Cantonese Dictionary
eGuideDog Logo

Cantonese Dictionary

(updated on Oct 26, 2009)

This is a sub-project to edit a Cantonese dictionary which supports both eSpeak and Ekho.

You can download the latest Cantonese dictionary of eSpeak from http://espeak.sourceforge.net/data/zhy_list.zip.

If you use Perl language, you can take a look at the module eGuideDog::Dict::Cantonese

Our Cantonese dictionary base on Jyutping system. The copyright of Jyutping system belongs to the Linguistic Society of Hong Kong. However, with needs of people in Canton (Guangzhou), we extent this system to 7 tones. We separate contour 53 from 55 and mark it as the 7th tone. For example, "衫、煙(cigarette)" are contour 55 while "三,煙(smoke)" are 53. People in Hong Kong may not feel the difference of them. This 7 tone system is not recognised in linguistics but just my personal choice in order to improve Ekho TTS.

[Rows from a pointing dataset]
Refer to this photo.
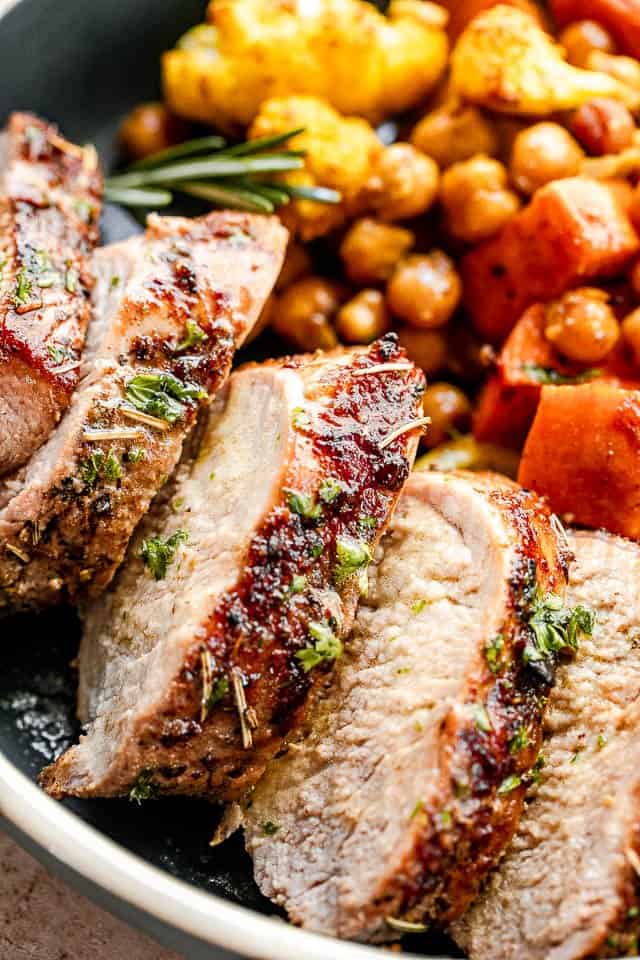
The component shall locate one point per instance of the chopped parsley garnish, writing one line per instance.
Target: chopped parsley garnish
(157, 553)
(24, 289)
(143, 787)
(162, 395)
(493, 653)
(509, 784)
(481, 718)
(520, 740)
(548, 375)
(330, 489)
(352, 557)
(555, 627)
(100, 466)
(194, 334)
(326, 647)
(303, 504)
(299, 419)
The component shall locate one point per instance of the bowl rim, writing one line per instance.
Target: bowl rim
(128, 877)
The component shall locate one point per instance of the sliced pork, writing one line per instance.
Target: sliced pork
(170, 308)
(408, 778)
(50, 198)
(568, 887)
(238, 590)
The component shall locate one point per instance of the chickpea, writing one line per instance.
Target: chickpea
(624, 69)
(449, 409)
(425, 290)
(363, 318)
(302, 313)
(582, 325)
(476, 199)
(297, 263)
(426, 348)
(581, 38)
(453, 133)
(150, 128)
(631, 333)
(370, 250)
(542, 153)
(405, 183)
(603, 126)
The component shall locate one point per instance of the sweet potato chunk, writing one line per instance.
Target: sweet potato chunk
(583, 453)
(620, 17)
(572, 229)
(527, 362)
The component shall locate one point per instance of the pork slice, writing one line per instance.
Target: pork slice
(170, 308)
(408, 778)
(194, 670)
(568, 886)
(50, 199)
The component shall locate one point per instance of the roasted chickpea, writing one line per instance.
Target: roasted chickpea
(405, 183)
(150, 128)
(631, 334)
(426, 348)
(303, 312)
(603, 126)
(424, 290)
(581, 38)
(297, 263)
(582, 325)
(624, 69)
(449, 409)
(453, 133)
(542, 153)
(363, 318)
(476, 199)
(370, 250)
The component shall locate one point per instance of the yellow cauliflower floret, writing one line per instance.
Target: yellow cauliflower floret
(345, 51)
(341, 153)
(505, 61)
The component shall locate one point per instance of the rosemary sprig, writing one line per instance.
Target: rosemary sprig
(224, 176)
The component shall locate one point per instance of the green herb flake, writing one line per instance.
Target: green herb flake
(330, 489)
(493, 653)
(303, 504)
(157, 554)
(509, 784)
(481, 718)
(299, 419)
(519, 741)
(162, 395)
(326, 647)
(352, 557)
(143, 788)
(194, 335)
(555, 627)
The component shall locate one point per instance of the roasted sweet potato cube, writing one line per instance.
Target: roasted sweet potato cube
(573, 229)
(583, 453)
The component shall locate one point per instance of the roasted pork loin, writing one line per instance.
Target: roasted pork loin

Task details
Please copy the passage of the Cantonese dictionary page word for word, starting at "(updated on Oct" and ending at "eSpeak from http://espeak.sourceforge.net/data/zhy_list.zip.".

Expected answer
(updated on Oct 26, 2009)

This is a sub-project to edit a Cantonese dictionary which supports both eSpeak and Ekho.

You can download the latest Cantonese dictionary of eSpeak from http://espeak.sourceforge.net/data/zhy_list.zip.